> **Selected extract**:

%%

I was looking at my firewall logs the other day and not really seeing anything to write home about. Then, I thought about sorting the monitoring traffic scan by country, and there it was—China.
China was doing port scans on my public IP address. I was able to grab some screen shots of the detection’s. I am going to briefly describe the anatomy of the chart to help with the understanding of the log information – See Figure 1
Source: Text Box 1
Source, is what it sounds like—the source. In our case, the source IP is 60.217.75.69 on port number 51902 coming in from the Internet, WAN, wide area network, and China is the source country.
Destination: Text Box 2
The scan from China is going to the United States to IP address 173.9.0.0 – My IP Address. I deleted the last two octets to obscure my IP public address, and the scan is going against port 443 on my firewall interface.
Action: Text Box 3
This is the action the firewall took against the scan with the programed rules. The scan was denied and blocked.
Why is China doing this? I don’t have national secrets, I am not a government agency, and I’m just not that interesting.
I had people in other countries also doing scans, so I blocked them and China on the firewall. Meaning, that any attempt to connect to my IP address from China or any other country—that I have blocked—will be immediately dropped. However, if I choose to connect to a website in China because of some literature on motherboards, the firewall will not block the outgoing attempt, just the unsolicited attempt from China.
The Why?
So, let’s get back to the why are they doing this. It’s not just China that is doing the scanning, there are other countries involved as well, and they are not just targeting my IP address, but whole blocks of IP addresses. Individuals are very busy looking for vulnerabilities and open ports. Just a quick search through the web shows this is an issue.
There are several reasons for this behavior:
- Information to pilfer on a network
- Plant Crypto / Spyware on the network
- Beach head in the US
The first two are pretty self-explanatory, they want information and they want to encrypt your system to hold for ransom, pictures and all. However, the third one, is a bit insidious and may need more explanation.
They are looking for a Beach Head:
This is the same reason why some people use VPN’s to stream content from providers. The persons home country is not allowed the content for some reason. To get around this, users acquire VPN’s to obscure the country of origin, and stream the content.
This is the same reason why the bad guys want your system. They want your system for the beachhead reasons. They know some people and companies have firewalls that will drop IP scans. To get around this issue, they are actively looking for computers in the United States they can compromise and install remote control software on your system, and use your system to remotely do port scans from inside the United States while connected in China.

%%

> **What to work on**: Continue the blog post about port scans from China hitting a home firewall, starting right after its last sentence.

> **Supplied entries**:
%%

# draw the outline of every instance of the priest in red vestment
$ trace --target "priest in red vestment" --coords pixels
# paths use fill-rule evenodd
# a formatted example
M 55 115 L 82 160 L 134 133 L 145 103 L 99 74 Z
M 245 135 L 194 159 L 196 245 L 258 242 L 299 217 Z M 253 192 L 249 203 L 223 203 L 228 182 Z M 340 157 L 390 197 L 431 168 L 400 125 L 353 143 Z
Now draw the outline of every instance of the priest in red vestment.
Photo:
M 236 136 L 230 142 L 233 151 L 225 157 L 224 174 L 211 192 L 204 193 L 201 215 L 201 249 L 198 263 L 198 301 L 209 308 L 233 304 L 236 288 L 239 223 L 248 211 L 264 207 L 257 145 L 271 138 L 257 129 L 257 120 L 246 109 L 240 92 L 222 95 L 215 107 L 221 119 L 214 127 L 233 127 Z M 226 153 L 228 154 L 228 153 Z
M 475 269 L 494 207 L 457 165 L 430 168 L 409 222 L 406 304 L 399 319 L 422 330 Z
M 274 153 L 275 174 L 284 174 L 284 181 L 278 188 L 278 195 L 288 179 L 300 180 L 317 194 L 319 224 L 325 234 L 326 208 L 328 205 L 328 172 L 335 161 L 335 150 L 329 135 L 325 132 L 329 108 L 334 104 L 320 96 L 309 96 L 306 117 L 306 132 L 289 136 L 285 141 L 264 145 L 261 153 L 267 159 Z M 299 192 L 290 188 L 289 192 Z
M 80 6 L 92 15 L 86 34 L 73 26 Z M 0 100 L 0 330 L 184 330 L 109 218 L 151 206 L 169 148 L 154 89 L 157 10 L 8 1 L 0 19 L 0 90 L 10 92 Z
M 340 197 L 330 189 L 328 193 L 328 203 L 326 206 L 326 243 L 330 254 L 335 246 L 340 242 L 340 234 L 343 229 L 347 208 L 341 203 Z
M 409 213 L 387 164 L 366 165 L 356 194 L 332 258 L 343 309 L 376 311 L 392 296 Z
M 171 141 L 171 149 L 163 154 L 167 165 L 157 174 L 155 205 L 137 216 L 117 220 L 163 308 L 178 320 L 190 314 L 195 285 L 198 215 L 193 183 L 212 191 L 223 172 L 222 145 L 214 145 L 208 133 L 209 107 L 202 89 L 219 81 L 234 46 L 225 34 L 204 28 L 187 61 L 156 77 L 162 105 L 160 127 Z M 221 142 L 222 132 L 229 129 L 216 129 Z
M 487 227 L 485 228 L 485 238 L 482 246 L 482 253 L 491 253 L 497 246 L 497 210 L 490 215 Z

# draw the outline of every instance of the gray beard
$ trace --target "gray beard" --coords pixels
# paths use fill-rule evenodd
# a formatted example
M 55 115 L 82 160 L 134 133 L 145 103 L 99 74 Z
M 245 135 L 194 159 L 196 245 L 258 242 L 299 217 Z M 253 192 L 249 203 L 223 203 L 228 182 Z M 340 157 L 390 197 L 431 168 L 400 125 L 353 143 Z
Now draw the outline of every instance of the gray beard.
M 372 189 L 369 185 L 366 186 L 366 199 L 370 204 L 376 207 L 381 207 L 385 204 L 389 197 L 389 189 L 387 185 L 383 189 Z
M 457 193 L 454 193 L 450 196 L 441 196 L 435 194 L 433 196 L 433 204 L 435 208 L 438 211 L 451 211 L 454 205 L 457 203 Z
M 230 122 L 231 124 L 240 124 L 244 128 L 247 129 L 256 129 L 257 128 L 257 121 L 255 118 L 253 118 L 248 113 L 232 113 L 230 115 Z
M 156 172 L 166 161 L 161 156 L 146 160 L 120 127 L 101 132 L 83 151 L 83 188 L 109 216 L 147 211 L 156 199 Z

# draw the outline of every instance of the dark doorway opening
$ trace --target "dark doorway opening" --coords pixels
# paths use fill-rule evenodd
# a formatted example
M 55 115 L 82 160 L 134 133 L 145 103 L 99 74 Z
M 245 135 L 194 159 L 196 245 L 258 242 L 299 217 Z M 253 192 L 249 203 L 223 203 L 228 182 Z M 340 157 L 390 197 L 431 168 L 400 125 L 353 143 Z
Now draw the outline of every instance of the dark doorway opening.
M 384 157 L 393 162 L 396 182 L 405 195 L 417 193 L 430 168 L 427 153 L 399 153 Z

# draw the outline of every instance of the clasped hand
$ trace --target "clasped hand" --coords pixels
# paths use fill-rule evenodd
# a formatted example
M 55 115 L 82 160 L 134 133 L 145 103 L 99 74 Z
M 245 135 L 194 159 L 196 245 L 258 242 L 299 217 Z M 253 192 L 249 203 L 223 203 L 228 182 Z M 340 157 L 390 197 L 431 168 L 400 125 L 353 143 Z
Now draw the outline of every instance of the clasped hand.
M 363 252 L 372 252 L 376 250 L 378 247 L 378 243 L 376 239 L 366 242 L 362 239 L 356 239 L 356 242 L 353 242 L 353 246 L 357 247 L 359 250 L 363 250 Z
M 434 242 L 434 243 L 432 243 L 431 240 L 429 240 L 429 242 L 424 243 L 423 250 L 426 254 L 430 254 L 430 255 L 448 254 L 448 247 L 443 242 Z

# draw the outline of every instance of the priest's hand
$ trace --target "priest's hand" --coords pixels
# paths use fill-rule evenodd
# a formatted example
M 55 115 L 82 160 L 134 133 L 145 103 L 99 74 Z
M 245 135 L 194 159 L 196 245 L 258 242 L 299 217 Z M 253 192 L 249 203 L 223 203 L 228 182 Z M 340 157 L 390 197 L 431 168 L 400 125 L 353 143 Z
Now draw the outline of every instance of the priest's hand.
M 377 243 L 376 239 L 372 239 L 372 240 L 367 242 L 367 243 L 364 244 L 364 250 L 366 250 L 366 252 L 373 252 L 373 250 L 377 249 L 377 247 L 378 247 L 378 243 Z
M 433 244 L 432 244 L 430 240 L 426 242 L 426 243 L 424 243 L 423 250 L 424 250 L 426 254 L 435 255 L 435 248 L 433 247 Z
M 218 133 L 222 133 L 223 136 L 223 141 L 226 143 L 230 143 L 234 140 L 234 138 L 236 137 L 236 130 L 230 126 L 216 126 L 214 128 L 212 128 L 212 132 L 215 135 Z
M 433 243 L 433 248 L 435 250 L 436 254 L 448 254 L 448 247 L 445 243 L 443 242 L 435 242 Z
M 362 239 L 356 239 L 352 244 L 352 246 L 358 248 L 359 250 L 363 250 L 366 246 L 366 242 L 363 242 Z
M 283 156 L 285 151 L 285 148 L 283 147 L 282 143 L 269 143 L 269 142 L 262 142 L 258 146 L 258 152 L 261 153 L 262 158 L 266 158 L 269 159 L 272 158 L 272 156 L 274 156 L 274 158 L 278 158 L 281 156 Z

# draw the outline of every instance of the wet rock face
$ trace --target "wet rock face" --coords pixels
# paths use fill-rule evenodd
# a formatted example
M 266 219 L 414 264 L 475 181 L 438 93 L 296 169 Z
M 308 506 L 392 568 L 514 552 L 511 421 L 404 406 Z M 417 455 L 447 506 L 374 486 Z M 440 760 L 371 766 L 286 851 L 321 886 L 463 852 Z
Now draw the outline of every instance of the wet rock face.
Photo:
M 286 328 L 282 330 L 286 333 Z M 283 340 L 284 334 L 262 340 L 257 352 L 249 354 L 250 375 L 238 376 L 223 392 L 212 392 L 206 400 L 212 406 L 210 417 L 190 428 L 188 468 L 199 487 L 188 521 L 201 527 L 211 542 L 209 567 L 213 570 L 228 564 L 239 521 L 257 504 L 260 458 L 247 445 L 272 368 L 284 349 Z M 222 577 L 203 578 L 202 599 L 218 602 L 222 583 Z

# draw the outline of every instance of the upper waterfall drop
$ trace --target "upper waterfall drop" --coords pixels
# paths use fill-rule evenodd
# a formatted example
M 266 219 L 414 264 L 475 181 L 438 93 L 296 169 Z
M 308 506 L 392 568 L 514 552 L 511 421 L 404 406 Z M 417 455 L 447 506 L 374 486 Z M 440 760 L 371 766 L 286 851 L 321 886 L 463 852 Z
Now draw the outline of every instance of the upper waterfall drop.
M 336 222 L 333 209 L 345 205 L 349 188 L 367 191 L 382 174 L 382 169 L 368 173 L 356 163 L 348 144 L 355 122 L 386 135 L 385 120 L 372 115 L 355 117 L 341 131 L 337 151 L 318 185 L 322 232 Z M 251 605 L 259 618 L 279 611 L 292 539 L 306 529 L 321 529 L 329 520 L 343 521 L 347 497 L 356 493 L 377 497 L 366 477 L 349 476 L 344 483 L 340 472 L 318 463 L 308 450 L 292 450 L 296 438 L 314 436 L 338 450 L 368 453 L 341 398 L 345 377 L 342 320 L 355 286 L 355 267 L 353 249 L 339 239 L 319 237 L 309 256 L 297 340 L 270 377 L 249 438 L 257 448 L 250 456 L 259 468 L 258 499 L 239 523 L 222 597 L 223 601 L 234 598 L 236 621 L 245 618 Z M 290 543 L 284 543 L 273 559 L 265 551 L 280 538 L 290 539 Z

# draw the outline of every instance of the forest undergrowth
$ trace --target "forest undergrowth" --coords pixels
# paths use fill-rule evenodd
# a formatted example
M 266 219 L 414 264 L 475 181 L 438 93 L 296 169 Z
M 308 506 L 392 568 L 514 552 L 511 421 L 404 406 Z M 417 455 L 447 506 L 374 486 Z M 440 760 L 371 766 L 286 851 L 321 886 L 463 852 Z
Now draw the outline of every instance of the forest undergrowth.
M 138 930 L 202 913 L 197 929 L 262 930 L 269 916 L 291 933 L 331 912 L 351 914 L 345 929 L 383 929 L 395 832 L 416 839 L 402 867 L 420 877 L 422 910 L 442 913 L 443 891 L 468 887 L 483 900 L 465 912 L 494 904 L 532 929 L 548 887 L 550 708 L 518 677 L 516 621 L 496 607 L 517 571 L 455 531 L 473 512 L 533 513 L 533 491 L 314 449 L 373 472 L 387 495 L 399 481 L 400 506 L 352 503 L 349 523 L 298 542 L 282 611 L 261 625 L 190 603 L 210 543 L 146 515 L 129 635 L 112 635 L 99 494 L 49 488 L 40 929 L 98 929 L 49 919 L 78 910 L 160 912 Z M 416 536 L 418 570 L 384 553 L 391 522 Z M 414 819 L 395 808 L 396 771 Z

%%

> **Output below**:
They don’t want to disable your system in any way. They want to you to have full use so you don’t suspect there is anything wrong with your computer and go looking for a problem. Or, worse yet think there is something in there and can’t find it – so you do a whole system wipe and re-load, and when you do that you get rid of the beach head most of the time.
Another use of beachhead systems is in a Denial of Service Attack, DOS. With a compromised system, found during a port scan, or an unfortunate click of the mouse, the system is infected. The infected computer(s) is used to send bogus requests to an IP address. It’s not just one computer—it’s thousands of computers, refrigerators, TV’s, cars—anything electronic that will take an IP, not properly secured, sending millions of requests a second effectively renders any service the target IP address was offering useless and legitimate service is denied.
What do you do? Buy a good Firewall!
Five or six years ago I would have been very hesitant to suggest to a small business to purchase an enterprise grade firewall. With cyber attacks increasing, and cyber gangs looking to buying ad space on legitimate websites for Cryptoware reasons, my opinion has vastly changed. We here at Arnold Consulting have standardized on the Fortinet as our firewall vendor of Choice.
What does a firewall do for you?
Fortinet will secure your internet connection in many different ways, but I will go over a few that I commonly use.
- Geo-Blocking: With Geo-Blocking you can actively block bad actor countries from scanning your IP address looking for vulnerabilities in Windows—known as Zero day or open ports that you have open to the Internet, services running on. If a country is blocked, the firewall will not process attempt to connect. However, if there is a website in the blocked country you need to see because it has value, the firewall will not block your attempt to access it.
- Bad Actor Country: How do you know? The firewall has logs that you can look at. These will tell you where an inbound connection came from, and what port it was trying to access. If this is something you did not do yourself—then why is that IP address trying to access your system. Block the country.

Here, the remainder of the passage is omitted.